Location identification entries
┏━━
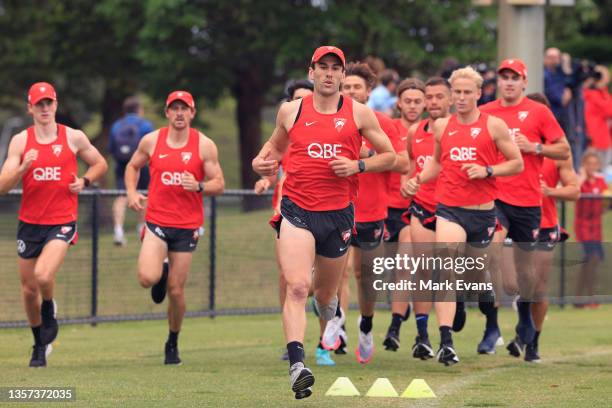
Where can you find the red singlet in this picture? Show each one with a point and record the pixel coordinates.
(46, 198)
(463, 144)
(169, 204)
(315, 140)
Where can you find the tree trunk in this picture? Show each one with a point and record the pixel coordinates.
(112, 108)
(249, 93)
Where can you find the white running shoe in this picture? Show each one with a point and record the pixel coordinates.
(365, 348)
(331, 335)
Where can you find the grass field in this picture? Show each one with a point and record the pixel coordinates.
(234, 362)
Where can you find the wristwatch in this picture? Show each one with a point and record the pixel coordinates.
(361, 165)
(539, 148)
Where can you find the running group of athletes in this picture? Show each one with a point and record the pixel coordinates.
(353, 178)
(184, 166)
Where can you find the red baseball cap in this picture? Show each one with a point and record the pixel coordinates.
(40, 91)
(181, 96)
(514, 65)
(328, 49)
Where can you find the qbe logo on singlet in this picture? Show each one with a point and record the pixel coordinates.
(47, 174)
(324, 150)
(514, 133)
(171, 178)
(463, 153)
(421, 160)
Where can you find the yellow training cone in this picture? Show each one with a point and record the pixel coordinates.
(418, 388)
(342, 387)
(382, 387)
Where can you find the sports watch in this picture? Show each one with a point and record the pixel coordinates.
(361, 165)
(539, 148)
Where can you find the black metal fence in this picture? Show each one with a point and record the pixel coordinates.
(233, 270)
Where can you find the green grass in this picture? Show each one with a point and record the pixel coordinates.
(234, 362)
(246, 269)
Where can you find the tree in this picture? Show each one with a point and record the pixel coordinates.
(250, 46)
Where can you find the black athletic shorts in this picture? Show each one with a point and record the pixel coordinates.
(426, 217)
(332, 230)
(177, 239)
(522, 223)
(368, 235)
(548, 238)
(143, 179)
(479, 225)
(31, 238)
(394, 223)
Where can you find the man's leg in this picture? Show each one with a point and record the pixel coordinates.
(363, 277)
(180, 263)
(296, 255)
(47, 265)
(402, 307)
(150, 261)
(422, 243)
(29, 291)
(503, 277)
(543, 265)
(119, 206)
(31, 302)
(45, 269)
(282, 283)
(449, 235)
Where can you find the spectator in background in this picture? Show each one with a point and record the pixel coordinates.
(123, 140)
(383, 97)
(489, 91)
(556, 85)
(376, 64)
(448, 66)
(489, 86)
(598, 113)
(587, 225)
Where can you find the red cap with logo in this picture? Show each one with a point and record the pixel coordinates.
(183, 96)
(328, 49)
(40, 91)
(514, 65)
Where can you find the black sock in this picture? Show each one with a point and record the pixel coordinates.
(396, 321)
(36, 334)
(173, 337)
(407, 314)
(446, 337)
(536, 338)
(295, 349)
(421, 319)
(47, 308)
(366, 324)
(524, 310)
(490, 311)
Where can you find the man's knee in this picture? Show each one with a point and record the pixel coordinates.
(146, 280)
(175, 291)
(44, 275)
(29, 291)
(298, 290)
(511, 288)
┗━━
┏━━
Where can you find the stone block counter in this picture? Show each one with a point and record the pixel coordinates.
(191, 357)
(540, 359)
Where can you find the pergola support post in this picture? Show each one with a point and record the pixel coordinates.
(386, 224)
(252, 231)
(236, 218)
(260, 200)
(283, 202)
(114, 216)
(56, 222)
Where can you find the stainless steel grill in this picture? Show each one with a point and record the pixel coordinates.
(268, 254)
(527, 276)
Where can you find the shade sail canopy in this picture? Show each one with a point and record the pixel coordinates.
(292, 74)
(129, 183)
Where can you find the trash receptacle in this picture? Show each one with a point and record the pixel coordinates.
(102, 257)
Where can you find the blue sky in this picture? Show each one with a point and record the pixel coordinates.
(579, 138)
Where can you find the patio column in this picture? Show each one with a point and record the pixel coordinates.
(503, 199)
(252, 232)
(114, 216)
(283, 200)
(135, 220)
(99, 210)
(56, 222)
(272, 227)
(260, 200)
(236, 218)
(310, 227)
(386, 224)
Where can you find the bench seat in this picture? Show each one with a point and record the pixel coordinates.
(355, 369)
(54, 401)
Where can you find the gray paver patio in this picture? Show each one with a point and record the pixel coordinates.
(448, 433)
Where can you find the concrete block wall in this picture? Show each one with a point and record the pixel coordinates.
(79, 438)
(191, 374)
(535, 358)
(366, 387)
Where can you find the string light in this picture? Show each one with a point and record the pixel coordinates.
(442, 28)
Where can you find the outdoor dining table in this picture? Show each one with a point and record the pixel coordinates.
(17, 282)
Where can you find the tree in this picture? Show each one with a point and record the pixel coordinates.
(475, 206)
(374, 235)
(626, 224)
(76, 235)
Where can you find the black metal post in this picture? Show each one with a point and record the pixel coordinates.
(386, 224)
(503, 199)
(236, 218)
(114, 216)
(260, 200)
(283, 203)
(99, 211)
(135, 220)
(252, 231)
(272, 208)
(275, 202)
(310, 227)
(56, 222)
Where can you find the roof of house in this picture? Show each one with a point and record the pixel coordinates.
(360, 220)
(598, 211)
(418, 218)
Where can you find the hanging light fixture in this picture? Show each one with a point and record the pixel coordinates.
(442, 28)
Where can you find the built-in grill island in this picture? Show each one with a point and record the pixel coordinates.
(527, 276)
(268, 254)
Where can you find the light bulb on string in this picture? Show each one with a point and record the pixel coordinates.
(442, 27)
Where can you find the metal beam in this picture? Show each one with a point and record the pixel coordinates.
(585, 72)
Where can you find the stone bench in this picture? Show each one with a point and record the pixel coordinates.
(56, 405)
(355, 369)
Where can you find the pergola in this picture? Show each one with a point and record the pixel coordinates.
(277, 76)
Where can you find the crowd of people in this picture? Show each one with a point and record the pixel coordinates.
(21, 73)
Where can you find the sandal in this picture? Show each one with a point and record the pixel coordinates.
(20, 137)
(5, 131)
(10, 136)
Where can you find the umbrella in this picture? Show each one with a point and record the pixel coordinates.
┗━━
┏━━
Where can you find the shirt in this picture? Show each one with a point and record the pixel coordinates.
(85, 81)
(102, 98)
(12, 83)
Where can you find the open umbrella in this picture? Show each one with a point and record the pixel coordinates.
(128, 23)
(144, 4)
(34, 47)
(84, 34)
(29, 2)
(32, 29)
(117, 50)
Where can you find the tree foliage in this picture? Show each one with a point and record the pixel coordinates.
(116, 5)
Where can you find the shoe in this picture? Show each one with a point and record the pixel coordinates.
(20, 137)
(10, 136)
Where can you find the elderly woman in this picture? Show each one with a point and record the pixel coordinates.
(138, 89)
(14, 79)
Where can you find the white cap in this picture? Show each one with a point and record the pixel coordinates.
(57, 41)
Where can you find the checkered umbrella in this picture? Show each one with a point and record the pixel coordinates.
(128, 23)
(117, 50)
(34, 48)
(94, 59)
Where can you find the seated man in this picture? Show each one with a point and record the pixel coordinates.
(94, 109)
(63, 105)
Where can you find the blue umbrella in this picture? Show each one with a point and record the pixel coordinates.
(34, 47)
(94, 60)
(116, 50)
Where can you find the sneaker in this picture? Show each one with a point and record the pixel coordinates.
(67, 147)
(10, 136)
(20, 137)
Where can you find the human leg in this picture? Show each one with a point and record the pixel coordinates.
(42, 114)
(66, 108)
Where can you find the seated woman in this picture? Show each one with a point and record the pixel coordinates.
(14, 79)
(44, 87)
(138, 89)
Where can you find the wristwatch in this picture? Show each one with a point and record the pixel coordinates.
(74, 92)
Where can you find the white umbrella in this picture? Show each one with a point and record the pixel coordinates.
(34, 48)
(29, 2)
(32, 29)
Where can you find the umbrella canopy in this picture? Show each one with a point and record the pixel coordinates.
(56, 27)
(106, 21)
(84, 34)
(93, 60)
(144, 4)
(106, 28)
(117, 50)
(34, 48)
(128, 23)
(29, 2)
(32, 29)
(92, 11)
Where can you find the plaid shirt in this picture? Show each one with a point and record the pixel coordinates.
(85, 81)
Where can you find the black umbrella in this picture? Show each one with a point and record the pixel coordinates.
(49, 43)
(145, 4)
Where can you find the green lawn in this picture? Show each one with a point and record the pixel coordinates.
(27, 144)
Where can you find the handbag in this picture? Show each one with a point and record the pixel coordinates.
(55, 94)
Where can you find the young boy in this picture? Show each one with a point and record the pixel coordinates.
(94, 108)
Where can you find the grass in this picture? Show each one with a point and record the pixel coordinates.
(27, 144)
┗━━
• [Written exercise]
Please pull out every line of the rows above that contains the string "pergola". Treat uppercase and lowercase letters as different.

• [Task solution]
Where can you find the pergola support post in this picture? Show each one with a point and record the pixel coordinates.
Where can you find the pergola in this picture? Show each one with a point and record the pixel coordinates.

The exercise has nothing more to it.